The KatoAnon Commentaries

The product of a bored and stifled brain. This is my creative refuge, the place I can safely say, "oh, well, joke 'em if they can't take a fuck."

Monday, October 31, 2011

Monday Mega-Edition Vol. XXX

Breaking photo spread exclusive!
MIA HT spotted canoodling with Chatter Chicks!
Jeff City Council candidate is almost like Mike!


But first this musical interlude




And...

Monday Shop Talk with Dave Hampe

We are constantly crunching the vast amount of data that flow into our newsroom, particularly traffic sources. There's been an upswing of page views in the past few weeks, but it is in no way related to any content of a local nature. Rather, it turns out that having things like this:




















is great for page views. That is because hot+construction+worker is a rather popular search. It made the top three this week.


HT spotted at local social hotspot







and he's not alone!










It was a little drafty.


Alan and Mike got their backs.

Chopper presents HT to the queen as Jack Kennedy looks on.

"That shoulder seemed a little tense," said whatsherface.




CITY COUNCIL CANDIDATE proves she is JUST LIKE MIKE!







...As in









 Michael Jordan!

Mike does a better job keeping a straight face.


Very important to note the feet in this picture are cut off. Candidate really had her feet positioned perfectly like Mike's according to our reporter.




Now give me some candy!

Friday, October 28, 2011

Breaking: World Lipstick Market Crashes



Lipstick sales plunge on question of legal risks

PARIS -- World cosmetic markets were rattled as news of an increased risk of indictment from use of the product surfaced earlier this week.
.....
> [What to do]
[a] Answer these questions from the blog page:
(i) What date appears above the "Monday Mega-Edition Vol. XXX" heading?
(ii) According to "Monday Shop Talk with Dave Hampe," which search made the top three this week?
(iii) Which city opens the lipstick market story?
[b] Please list every teaser line that appears directly under the "Monday Mega-Edition Vol. XXX" heading on the blog page.
Answer using only the blog page.

> [Provided material]
.....
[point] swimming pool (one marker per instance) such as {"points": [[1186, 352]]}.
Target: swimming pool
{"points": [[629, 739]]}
.....
> [Answers per task]
[a]
(i) Monday, October 31, 2011
(ii) hot+construction+worker
(iii) Paris

[b]
- Breaking photo spread exclusive!
- MIA HT spotted canoodling with Chatter Chicks!
- Jeff City Council candidate is almost like Mike!